EXERCISE OBJECTIVE
Set down, word for word, the part of the passage on Israeli views of Trump that starts at "Almost two-thirds of Israelis" and stops after "Minister Benjamin Netanyahu.".

--- EXCERPTED PASSAGE ---

Almost two-thirds of Israelis believe that Donald Trump will be a better president for Israel than his Democratic rival Joe Biden. This finding, which appeared in a poll that was released this week by I24 TV, reflects the support, and in some cases, admiration, that Israelis feel for Trump before the upcoming election. The results also show that Trump’s popularity is not limited to the right or supporters of Prime Minister Benjamin Netanyahu.

Actually, Trump is one of the most popular American presidents in Israel ever. He is certainly more popular than his predecessor Barack Obama, who was considered cold and aloof. Right-wing circles even considered Obama pro-Palestinian. Polls conducted over the last few years show the clear difference in popularity between Obama and Trump, which trend in favor of Trump. So, for example, a poll by the Haaretz newspaper, on July 4, 2018, to mark US Independence Day, found that almost half of Israelis support Trump, while only 19% had a positive view of Obama.

--- ROWS ---

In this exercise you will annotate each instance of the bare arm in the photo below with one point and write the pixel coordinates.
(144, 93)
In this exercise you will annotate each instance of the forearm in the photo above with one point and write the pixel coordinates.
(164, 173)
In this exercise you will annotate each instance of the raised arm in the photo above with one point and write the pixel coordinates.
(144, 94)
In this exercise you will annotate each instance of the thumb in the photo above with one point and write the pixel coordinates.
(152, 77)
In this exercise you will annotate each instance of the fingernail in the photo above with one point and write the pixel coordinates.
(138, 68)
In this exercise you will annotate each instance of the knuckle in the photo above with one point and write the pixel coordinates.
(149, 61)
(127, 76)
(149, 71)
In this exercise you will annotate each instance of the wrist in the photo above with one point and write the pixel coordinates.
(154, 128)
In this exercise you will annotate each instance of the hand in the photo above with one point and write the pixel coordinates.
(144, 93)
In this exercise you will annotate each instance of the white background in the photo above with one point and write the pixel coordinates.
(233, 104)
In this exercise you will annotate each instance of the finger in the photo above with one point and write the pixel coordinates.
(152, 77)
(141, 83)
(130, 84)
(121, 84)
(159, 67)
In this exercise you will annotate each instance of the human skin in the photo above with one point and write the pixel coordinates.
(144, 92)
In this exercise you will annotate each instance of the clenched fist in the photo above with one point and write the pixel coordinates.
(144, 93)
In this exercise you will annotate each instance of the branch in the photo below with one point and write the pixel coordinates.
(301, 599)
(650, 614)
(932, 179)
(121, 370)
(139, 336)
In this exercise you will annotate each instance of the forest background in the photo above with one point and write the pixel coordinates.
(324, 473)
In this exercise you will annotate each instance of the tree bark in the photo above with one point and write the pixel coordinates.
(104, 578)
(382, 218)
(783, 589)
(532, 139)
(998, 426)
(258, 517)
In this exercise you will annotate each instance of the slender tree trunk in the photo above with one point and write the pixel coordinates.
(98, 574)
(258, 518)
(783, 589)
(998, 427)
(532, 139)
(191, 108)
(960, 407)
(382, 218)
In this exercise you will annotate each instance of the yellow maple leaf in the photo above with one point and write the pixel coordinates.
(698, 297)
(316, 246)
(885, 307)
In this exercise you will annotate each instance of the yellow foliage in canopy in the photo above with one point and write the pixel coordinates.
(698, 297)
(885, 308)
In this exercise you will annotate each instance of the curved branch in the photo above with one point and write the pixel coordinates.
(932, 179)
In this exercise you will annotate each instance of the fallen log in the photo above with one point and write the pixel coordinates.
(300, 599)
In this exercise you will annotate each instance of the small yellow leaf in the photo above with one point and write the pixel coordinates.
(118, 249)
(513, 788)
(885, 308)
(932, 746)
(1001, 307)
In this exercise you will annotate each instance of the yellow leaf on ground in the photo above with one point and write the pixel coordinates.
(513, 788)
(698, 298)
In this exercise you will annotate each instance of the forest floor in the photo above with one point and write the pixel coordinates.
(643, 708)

---

OUTPUT
Almost two-thirds of Israelis believe that Donald Trump will be a better president for Israel than his Democratic rival Joe Biden. This finding, which appeared in a poll that was released this week by I24 TV, reflects the support, and in some cases, admiration, that Israelis feel for Trump before the upcoming election. The results also show that Trump’s popularity is not limited to the right or supporters of Prime Minister Benjamin Netanyahu.